Problem statement:
Take the line that contains "Q: Locate the distant" and each line after it in the material below, and transcribe them exactly, stopping at the end.

Data supplied:
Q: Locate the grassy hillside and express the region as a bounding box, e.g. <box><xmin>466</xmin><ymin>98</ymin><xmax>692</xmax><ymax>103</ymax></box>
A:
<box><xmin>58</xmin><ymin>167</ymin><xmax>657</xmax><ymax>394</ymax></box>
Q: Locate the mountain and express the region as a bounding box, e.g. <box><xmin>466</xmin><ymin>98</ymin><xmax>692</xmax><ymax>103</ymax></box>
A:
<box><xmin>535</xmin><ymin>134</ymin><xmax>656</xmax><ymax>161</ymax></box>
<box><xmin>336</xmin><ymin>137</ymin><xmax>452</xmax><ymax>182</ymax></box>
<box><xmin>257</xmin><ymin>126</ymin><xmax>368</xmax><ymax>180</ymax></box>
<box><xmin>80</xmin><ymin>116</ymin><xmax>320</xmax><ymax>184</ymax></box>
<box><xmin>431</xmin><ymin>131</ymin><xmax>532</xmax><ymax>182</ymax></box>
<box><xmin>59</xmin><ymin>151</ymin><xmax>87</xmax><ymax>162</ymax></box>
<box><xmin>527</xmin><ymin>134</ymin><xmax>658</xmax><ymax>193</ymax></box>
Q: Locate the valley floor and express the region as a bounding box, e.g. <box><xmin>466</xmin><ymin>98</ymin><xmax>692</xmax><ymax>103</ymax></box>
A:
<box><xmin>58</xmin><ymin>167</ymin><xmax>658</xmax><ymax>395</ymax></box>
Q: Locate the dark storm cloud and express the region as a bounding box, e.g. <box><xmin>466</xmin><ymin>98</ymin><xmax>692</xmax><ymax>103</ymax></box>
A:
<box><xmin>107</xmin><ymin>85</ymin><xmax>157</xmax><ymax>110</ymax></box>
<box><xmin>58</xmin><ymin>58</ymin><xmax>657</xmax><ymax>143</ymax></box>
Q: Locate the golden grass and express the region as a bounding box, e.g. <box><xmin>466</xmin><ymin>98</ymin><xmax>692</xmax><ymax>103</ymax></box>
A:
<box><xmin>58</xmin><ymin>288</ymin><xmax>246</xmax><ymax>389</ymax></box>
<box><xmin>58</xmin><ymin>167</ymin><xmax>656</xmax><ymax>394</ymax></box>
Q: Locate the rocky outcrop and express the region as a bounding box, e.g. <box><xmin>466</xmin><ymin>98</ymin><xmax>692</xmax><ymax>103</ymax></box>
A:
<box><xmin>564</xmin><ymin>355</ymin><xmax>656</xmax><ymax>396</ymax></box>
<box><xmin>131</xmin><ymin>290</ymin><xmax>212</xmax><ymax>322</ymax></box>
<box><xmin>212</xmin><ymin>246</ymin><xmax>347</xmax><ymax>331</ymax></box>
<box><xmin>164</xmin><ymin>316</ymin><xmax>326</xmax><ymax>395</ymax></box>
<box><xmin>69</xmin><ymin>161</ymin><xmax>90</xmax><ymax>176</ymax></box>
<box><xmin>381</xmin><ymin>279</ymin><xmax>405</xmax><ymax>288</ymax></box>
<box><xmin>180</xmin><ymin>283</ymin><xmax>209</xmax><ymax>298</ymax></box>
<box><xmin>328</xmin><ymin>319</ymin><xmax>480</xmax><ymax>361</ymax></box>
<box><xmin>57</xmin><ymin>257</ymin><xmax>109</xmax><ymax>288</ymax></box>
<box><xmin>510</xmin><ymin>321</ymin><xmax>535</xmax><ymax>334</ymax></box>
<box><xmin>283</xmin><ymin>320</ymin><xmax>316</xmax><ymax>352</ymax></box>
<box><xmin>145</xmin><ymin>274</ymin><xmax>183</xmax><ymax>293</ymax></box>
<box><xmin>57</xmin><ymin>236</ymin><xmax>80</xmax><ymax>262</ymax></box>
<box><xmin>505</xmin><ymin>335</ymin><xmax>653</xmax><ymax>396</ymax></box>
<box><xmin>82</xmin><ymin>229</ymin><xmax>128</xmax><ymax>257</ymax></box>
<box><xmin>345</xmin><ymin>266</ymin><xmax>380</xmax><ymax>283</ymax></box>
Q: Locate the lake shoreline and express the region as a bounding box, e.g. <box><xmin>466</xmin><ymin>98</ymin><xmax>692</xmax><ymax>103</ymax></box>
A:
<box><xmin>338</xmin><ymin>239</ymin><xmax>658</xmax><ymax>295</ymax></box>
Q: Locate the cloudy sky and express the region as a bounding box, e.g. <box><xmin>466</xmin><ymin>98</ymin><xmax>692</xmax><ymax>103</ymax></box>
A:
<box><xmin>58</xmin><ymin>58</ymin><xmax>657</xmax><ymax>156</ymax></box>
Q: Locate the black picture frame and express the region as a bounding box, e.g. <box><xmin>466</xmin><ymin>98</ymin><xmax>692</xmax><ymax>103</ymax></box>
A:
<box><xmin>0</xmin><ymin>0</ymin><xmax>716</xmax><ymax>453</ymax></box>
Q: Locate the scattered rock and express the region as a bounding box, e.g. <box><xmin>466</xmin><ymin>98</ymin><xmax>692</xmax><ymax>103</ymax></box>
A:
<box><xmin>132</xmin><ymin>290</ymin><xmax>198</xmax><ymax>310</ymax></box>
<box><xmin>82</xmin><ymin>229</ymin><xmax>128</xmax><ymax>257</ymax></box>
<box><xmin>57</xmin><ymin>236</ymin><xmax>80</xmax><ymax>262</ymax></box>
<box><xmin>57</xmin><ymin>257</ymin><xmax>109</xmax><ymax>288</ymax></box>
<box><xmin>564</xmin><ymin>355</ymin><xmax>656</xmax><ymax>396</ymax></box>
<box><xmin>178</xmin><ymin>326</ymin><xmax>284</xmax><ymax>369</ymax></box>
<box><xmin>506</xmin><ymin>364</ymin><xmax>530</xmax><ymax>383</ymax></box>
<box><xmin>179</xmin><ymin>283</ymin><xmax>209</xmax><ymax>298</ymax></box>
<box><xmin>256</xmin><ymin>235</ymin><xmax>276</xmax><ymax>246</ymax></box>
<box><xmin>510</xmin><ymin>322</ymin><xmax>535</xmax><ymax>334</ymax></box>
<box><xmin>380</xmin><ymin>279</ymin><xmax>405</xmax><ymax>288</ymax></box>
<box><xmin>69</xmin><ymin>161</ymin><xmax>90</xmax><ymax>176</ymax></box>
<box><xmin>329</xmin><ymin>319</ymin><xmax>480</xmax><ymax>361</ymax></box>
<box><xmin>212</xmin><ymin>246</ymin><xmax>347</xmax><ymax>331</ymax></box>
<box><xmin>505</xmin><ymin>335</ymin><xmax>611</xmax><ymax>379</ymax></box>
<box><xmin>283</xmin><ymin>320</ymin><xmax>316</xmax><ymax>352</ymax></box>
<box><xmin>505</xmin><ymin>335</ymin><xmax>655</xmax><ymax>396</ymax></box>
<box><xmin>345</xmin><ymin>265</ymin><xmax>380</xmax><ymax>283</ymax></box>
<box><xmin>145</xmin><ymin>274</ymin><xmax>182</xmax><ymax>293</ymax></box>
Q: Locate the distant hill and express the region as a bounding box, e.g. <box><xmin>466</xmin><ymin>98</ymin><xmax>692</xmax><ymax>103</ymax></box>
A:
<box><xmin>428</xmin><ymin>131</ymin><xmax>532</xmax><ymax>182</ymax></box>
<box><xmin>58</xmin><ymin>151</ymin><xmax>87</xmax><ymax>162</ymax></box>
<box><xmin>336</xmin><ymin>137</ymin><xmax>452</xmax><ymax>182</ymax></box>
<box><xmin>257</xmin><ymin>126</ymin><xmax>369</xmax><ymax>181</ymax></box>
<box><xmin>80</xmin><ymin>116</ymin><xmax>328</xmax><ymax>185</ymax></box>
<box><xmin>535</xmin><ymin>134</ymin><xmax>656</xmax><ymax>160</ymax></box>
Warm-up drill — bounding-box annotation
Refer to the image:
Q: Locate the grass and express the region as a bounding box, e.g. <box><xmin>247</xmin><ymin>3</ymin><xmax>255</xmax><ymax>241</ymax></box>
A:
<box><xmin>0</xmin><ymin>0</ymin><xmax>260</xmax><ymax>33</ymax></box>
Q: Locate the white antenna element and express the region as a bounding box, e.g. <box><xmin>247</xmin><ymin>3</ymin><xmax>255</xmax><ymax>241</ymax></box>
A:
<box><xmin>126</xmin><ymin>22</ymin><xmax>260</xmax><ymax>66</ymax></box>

Reply:
Q: Locate the distant hill and express the region as a bounding box, e.g. <box><xmin>466</xmin><ymin>98</ymin><xmax>692</xmax><ymax>103</ymax></box>
A:
<box><xmin>428</xmin><ymin>131</ymin><xmax>532</xmax><ymax>182</ymax></box>
<box><xmin>58</xmin><ymin>151</ymin><xmax>87</xmax><ymax>162</ymax></box>
<box><xmin>336</xmin><ymin>137</ymin><xmax>452</xmax><ymax>182</ymax></box>
<box><xmin>257</xmin><ymin>126</ymin><xmax>369</xmax><ymax>181</ymax></box>
<box><xmin>80</xmin><ymin>116</ymin><xmax>328</xmax><ymax>185</ymax></box>
<box><xmin>535</xmin><ymin>134</ymin><xmax>656</xmax><ymax>160</ymax></box>
Warm-up drill — bounding-box annotation
Refer to the image:
Q: Locate the grass and express the region as a bounding box, e.g. <box><xmin>247</xmin><ymin>3</ymin><xmax>255</xmax><ymax>241</ymax></box>
A:
<box><xmin>0</xmin><ymin>0</ymin><xmax>260</xmax><ymax>33</ymax></box>
Q: Locate the white antenna element and express the region as a bounding box, e.g. <box><xmin>247</xmin><ymin>3</ymin><xmax>255</xmax><ymax>241</ymax></box>
A:
<box><xmin>126</xmin><ymin>22</ymin><xmax>260</xmax><ymax>66</ymax></box>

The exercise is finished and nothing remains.